>> begin DATASET EXCERPTS
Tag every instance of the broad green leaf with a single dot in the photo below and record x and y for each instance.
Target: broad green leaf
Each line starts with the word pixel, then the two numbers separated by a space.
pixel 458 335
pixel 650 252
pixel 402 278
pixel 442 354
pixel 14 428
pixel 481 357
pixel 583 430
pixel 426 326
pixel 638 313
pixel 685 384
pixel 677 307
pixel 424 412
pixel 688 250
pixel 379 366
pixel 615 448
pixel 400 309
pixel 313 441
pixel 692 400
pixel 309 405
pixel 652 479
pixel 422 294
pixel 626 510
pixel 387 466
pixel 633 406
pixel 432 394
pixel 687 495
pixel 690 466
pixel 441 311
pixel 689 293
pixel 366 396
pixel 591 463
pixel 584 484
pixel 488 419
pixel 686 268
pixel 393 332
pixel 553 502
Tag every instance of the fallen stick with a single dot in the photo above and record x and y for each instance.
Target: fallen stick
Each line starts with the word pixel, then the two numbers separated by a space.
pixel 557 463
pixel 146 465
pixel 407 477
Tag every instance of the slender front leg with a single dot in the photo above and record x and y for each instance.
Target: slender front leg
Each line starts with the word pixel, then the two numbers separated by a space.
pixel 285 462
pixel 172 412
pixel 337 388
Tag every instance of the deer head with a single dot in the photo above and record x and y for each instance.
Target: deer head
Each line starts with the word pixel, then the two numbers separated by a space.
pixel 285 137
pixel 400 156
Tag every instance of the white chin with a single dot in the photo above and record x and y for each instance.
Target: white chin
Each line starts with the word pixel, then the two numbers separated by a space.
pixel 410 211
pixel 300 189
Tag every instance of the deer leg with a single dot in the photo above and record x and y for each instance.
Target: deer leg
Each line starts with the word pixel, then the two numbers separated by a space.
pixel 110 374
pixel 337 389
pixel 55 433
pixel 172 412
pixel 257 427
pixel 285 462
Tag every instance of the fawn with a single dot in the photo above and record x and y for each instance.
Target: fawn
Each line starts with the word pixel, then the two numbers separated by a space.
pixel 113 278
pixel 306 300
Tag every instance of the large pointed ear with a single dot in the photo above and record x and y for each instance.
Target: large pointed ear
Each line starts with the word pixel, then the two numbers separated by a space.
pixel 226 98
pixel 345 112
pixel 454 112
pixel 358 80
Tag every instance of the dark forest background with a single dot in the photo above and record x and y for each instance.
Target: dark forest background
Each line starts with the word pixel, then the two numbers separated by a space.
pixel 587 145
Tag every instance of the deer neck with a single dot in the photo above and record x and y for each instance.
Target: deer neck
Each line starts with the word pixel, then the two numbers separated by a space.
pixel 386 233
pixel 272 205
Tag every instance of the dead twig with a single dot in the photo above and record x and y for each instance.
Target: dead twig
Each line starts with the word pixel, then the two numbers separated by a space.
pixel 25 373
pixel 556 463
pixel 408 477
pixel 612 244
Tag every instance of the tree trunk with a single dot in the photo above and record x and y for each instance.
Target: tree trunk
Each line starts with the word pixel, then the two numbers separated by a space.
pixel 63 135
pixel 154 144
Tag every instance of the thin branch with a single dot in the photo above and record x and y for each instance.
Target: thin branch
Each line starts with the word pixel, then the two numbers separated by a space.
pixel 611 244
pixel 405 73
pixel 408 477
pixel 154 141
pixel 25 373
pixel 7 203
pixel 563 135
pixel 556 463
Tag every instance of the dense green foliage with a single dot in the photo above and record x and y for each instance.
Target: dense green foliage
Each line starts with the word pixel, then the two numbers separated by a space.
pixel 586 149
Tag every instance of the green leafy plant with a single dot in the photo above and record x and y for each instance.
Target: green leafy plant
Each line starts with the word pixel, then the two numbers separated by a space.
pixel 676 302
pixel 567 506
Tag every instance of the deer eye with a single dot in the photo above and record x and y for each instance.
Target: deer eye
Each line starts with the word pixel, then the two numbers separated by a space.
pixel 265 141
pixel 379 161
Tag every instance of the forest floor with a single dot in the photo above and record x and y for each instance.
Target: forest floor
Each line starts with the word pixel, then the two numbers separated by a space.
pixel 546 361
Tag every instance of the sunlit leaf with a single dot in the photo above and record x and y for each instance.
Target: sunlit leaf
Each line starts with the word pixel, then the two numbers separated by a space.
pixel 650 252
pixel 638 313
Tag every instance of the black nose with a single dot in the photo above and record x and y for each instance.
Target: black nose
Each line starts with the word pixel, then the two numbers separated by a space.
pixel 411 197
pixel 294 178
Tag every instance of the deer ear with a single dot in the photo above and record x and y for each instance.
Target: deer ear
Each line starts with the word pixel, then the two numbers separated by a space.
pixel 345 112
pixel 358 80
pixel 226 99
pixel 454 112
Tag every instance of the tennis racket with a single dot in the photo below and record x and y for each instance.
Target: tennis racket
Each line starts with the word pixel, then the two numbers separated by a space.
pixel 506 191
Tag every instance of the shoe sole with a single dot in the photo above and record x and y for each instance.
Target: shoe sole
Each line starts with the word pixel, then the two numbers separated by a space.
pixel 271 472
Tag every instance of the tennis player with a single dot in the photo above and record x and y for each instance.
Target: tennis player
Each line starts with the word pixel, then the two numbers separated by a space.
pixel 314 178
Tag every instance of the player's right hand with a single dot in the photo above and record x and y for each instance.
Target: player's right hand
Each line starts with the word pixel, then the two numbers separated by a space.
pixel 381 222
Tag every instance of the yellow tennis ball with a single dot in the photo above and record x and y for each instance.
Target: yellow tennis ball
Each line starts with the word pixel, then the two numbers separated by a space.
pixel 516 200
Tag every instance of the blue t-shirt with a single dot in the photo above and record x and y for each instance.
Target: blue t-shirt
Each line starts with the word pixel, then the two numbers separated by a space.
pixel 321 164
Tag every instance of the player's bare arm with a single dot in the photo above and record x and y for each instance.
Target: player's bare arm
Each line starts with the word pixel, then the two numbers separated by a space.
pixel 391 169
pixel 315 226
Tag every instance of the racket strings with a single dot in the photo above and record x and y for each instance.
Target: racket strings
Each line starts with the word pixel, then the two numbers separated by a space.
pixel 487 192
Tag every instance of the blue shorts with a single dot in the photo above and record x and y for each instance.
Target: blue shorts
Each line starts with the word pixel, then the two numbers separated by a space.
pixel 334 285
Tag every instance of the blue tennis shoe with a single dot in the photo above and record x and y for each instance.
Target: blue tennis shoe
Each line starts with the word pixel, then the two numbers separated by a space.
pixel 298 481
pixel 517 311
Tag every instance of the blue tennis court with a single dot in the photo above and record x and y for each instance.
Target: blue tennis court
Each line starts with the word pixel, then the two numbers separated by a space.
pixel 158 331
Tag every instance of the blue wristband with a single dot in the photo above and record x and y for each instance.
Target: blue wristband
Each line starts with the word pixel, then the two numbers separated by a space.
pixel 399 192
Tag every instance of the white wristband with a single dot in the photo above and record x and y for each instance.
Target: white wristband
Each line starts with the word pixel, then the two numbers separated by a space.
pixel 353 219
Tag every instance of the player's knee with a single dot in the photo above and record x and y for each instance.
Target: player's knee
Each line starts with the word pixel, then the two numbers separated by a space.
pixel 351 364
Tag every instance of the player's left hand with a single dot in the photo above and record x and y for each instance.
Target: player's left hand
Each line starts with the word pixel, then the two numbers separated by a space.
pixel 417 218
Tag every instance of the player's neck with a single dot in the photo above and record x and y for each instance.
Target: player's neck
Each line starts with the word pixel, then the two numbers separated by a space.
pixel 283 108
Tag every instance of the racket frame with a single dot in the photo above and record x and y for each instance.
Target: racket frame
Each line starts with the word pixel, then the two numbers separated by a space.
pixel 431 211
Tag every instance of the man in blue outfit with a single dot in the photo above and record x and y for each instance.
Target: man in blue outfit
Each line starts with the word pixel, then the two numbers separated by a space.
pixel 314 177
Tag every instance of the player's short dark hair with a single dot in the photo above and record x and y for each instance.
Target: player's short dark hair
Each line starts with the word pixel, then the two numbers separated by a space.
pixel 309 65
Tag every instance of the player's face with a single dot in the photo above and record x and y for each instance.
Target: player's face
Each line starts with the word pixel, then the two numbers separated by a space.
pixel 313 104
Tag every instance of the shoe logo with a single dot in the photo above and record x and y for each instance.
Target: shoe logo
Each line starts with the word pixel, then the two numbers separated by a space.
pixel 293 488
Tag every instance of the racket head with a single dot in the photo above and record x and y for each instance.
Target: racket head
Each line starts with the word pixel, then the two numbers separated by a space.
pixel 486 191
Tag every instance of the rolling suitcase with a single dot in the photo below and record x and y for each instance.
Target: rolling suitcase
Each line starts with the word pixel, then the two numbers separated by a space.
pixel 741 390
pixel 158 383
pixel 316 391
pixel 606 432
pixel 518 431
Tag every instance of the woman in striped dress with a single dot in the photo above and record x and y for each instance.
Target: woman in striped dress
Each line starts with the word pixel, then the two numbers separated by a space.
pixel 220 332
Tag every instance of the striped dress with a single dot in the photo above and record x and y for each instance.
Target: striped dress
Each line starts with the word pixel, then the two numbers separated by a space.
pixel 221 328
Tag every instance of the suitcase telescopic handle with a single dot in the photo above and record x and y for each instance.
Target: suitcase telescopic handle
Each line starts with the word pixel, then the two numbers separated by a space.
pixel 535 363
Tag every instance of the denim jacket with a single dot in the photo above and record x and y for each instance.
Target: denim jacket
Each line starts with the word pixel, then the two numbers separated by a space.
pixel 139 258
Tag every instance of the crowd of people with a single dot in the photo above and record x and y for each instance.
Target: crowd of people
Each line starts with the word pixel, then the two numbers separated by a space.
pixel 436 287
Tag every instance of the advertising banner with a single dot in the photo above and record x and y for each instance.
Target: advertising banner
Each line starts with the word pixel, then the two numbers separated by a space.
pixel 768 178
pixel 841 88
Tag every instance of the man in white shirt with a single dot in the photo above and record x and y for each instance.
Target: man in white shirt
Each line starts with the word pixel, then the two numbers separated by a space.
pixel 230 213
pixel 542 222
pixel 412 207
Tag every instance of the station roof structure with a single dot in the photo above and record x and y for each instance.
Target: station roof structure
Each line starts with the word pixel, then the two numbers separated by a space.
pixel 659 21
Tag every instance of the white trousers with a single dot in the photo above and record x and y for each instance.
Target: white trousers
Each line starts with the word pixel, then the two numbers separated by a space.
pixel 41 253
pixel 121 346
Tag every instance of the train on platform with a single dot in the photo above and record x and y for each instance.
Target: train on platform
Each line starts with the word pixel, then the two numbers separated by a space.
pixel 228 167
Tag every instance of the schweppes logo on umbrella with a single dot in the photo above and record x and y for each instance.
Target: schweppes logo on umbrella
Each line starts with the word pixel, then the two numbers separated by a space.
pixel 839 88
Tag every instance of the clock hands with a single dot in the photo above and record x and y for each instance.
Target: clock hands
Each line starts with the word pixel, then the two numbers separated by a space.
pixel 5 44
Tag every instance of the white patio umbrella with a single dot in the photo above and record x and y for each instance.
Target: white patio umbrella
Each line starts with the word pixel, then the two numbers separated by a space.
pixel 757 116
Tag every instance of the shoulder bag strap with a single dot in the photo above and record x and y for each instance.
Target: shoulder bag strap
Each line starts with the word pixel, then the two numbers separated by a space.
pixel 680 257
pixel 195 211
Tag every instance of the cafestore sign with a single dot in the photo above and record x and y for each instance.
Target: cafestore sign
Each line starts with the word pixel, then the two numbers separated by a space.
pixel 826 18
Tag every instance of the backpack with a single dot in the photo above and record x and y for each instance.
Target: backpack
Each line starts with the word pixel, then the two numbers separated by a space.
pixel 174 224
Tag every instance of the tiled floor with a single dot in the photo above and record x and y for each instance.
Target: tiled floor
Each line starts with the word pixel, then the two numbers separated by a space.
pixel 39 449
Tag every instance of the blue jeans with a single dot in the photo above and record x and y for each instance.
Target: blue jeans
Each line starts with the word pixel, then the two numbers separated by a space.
>> end DATASET EXCERPTS
# WHAT TO WORK ON
Give the material from its first line through the line containing "pixel 432 394", both included, as a two-column CSV with the header instruction,output. Write one row per request, each field quoted, with line breaks inside a field replaced by spaces.

# SOLUTION TO THIS TASK
instruction,output
"Tag every instance of the broad green leaf with a single dot in the photo below and record x and y for each instance. Target: broad green leaf Each line starts with the word pixel, then the two numbers separated by a space.","pixel 458 335 pixel 650 252 pixel 402 278 pixel 442 354 pixel 14 428 pixel 481 357 pixel 583 430 pixel 426 326 pixel 638 313 pixel 685 384 pixel 677 307 pixel 424 412 pixel 688 250 pixel 379 366 pixel 615 448 pixel 400 309 pixel 313 441 pixel 692 400 pixel 309 405 pixel 652 479 pixel 422 294 pixel 626 510 pixel 387 466 pixel 633 406 pixel 432 394"